Почитатели Сергея Довлатова наверняка вспомнят среди его персонажей Генриха Туронка. Он едва ли не единственный удостаивается оскорбительных реприз автора, в целом весьма снисходительного к людским слабостям и порокам. Сказать определённо, прототип мало походил на изображение. Ну и что, возразят, это же беллетристика – с правом писателя на особый взгляд, вымысел, на гиперболу. Трудно спорить с объявившейся в литературной среде гвардией «друзей Довлатова». А за Туронка заступиться некому… Довлатов творил «художественной резьбой по людям». Не все это выдерживали.
Третьего сентября Сергею Довлатову исполнилось бы семьдесят. Всего-то! Наш современник, а кажется едва ли не ровесником Чехову – так «забронзовел» и так далеко отошло его время. В дни юбилеев принято гадать, по какую сторону идейных баррикад находился бы имярек в современном мире, что и как бы он смог написать, на какую «злобу дня сего» направил бы луч своего таланта, кого восславил, а кого, наоборот, высмеял и прищучил и т.д. По-моему, пустое это занятие: меняются со временем не только ведь государственное устройство и исторические обстоятельства, но и сами люди, их настроения и взгляды, характер, наконец. Меня, например, больше занимает другая мысль: как бы встретился Довлатов, вернись он при жизни в Россию, с некоторыми из известных своих персонажей? С кем-то дело могло закончиться дружеской попойкой, а с иным, пожалуй, и не обошлось бы без большой драки.

**Письменное задание**
Измените отрывок текста о Довлатове, всё от «Третьего сентября Сергею» до «без большой драки.», заменив «Чехову» на «Пушкину». Приведите этот отрывок целиком.

**Извлечённые сведения**
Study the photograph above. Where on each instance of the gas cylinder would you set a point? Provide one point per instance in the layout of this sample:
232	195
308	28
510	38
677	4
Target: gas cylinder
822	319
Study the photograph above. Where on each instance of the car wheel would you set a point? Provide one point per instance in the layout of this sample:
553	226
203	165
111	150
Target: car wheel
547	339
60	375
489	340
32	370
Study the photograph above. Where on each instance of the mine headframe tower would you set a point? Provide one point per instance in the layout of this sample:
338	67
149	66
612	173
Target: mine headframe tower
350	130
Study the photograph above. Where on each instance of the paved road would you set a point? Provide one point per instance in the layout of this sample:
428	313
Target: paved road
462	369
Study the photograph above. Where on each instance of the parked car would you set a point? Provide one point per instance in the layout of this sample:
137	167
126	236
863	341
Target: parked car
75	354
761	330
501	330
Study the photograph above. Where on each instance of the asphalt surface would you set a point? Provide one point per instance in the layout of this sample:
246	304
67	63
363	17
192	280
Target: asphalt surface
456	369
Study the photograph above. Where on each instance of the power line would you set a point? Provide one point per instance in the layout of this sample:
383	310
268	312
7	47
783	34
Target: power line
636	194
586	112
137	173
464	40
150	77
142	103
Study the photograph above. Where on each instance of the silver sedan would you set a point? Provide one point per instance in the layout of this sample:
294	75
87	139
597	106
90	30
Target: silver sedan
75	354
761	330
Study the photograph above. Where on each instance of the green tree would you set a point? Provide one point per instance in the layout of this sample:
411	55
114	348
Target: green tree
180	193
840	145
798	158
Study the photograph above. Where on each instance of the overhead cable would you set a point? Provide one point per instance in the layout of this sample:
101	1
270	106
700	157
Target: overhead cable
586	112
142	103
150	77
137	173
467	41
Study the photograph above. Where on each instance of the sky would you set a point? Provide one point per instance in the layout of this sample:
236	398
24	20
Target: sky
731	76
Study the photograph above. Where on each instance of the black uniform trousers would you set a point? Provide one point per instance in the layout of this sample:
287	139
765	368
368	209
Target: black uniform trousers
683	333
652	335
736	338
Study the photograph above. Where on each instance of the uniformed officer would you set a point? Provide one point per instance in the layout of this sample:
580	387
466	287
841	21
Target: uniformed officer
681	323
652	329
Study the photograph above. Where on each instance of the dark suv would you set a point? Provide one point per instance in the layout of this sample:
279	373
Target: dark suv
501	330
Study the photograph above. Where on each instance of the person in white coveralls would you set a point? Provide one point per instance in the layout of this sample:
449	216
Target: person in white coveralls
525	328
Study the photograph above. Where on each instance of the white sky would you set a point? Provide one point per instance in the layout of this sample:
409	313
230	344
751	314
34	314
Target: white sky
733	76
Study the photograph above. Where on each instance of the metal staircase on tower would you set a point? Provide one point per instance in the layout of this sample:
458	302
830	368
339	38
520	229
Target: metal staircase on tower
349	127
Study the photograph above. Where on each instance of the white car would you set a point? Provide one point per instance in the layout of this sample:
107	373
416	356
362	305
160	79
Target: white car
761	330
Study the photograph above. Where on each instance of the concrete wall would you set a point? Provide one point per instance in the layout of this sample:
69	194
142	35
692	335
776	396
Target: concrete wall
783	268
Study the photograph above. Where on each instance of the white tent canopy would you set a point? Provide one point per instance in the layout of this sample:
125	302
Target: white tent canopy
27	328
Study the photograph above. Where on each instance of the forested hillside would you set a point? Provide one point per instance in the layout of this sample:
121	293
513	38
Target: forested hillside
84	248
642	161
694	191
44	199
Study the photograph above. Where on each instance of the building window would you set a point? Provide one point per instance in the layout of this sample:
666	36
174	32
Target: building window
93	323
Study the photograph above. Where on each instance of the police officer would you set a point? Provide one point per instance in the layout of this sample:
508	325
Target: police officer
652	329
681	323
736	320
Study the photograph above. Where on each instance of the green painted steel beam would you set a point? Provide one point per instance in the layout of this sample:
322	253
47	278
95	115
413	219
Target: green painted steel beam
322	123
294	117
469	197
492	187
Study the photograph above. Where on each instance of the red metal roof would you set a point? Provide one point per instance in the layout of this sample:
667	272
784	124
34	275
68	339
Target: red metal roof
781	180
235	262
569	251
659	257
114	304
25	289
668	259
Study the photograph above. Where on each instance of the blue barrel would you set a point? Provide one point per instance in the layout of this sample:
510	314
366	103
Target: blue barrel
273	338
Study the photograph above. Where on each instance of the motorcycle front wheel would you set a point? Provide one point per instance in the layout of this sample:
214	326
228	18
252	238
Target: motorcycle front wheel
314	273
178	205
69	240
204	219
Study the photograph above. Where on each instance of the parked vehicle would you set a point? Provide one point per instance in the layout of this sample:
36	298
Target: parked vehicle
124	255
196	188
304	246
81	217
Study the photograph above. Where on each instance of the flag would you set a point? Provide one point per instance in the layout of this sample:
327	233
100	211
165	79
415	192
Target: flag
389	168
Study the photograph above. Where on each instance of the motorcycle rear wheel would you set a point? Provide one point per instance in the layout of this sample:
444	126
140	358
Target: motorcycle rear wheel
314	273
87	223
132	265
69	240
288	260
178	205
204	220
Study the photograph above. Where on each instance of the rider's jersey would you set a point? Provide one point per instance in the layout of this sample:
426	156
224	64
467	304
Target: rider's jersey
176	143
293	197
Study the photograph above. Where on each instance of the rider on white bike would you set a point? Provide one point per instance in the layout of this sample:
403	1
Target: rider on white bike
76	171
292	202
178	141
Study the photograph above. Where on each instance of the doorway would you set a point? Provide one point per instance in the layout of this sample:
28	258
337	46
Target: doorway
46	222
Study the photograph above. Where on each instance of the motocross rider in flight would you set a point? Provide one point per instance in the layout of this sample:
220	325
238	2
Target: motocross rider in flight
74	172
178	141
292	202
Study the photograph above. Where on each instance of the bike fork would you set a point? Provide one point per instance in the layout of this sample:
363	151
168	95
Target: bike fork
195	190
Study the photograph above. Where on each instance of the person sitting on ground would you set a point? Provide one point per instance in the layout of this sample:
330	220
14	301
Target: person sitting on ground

**Решение упражнения**
Третьего сентября Сергею Довлатову исполнилось бы семьдесят. Всего-то! Наш современник, а кажется едва ли не ровесником Пушкину – так «забронзовел» и так далеко отошло его время. В дни юбилеев принято гадать, по какую сторону идейных баррикад находился бы имярек в современном мире, что и как бы он смог написать, на какую «злобу дня сего» направил бы луч своего таланта, кого восславил, а кого, наоборот, высмеял и прищучил и т.д. По-моему, пустое это занятие: меняются со временем не только ведь государственное устройство и исторические обстоятельства, но и сами люди, их настроения и взгляды, характер, наконец. Меня, например, больше занимает другая мысль: как бы встретился Довлатов, вернись он при жизни в Россию, с некоторыми из известных своих персонажей? С кем-то дело могло закончиться дружеской попойкой, а с иным, пожалуй, и не обошлось бы без большой драки.